- Text block
United States District Court, District of Alaska
Apr 29, 2022
3:08-cr-00084-TMB-MMS (D. Alaska Apr. 29, 2022)

Opinion

3:08-cr-00084-TMB-MMS

04-29-2022

United States of America v. Antoni Damian Peralta


PROCEEDINGS: ORDER FROM CHAMBERS

Timothy M. Burgess, United States District Judge.

Before the Court is Defendant Antoni Damian Peralta's Unopposed Motion to Correct Judgment Pursuant to Federal Rule of Criminal Procedure (“Rule”) 36 at Docket 284 (the “Motion”). For the reasons stated below, the Court GRANTS the Motion.

Dkt. 284 (Motion).

Peralta moves, unopposed, “for an order clarifying the Court's judgment in this matter” pursuant to Rule 36, which permits the Court to “at any time correct a clerical error in a judgment.”Specifically, Peralta asks the Court to clarify the term of incarceration he shall serve for the supervised release violation in this case.

Id. at 1.

Dkt. 284 at 2.

- Work to complete
#1 Write out the Peralta court order word for word, everything from "PROCEEDINGS: ORDER FROM" down to "Dkt. 284 at 2.".
#2 In the Peralta court order, what does Rule 36 permit the Court to do?
#3 Extend the court order in the Peralta case, picking up after its final line.

- Data extract
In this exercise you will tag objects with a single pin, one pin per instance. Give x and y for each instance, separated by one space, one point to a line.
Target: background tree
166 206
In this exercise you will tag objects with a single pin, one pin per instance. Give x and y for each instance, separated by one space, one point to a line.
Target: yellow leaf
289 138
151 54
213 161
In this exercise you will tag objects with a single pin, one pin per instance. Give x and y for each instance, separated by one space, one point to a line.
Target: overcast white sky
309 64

- Answers for this exercise
#1
PROCEEDINGS: ORDER FROM CHAMBERS

Timothy M. Burgess, United States District Judge.

Before the Court is Defendant Antoni Damian Peralta's Unopposed Motion to Correct Judgment Pursuant to Federal Rule of Criminal Procedure (“Rule”) 36 at Docket 284 (the “Motion”). For the reasons stated below, the Court GRANTS the Motion.

Dkt. 284 (Motion).

Peralta moves, unopposed, “for an order clarifying the Court's judgment in this matter” pursuant to Rule 36, which permits the Court to “at any time correct a clerical error in a judgment.”Specifically, Peralta asks the Court to clarify the term of incarceration he shall serve for the supervised release violation in this case.

Id. at 1.

Dkt. 284 at 2.

#2 It permits the Court to "at any time correct a clerical error in a judgment."

#3
The Court sentenced Peralta on August 11, 2020, to “time-served” for the supervised release violation in this case. At the time of his sentencing, Peralta had been in custody for 30 months.He faced a guideline range of 7-13 months and a statutory maximum term of incarceration of 24 months. The parties and the United States Probation Office agreed Peralta's sentence should not exceed the guideline range.

Dkt. 274 (Violation Disposition Report); 18 U.S.C. § 3583(e)(3).

Dkt. 274.

At present, Peralta's Judgment provides only that he is sentenced to “time-served” with no term of supervised release to follow. Consequently, “it is unclear from the judgment exactly what amount of time the Court intended Mr. Peralta to serve.” According to Peralta, this ambiguity has caused the Bureau of Prisons to credit all 30 months that Peralta was in custody toward his sentence for the supervised release violation. This 30-month sentence exceeds the statutory maximum sentence of 24 months and well exceeds the guideline range of 7-13 months. Further, at present, none of the 30-month period is credited toward the other federal sentence that Peralta is currently serving on a felon in possession charge for which the Court sentenced Peralta to 78 months on July 23, 2020. This result was not what the Court intended and reflects a clerical error in the judgment: the judgment should have specified the definite period of incarceration the Court intended at the time of Peralta's sentencing.

Dkt. 282 (Judgment).

Dkt. 284 at 3.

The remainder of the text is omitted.